→ **Challenge**
Rewrite the records with "vertices" swapped for "points" and everything else kept the same. Leave the pictures out.

============

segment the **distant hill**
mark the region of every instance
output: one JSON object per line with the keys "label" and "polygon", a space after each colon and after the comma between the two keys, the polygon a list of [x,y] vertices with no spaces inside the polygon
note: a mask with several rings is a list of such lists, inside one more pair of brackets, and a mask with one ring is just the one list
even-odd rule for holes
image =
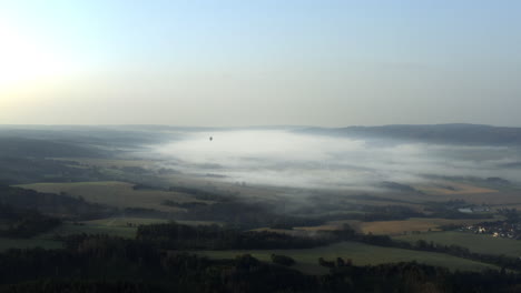
{"label": "distant hill", "polygon": [[409,140],[444,144],[521,145],[521,128],[479,124],[347,127],[336,129],[303,128],[301,133]]}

============

→ **Result below**
segment the **distant hill**
mark the region of every instance
output: one JSON object per line with the keys "label" and "polygon", a space after each colon and after the comma between the two keys, the polygon a list of [x,y] points with no spaces inside the polygon
note: a mask with several rings is a list of such lists, inside one more pair of brackets, and a mask with one ring is just the one list
even-odd rule for holes
image =
{"label": "distant hill", "polygon": [[409,140],[444,144],[521,145],[521,128],[479,124],[347,127],[336,129],[303,128],[301,133]]}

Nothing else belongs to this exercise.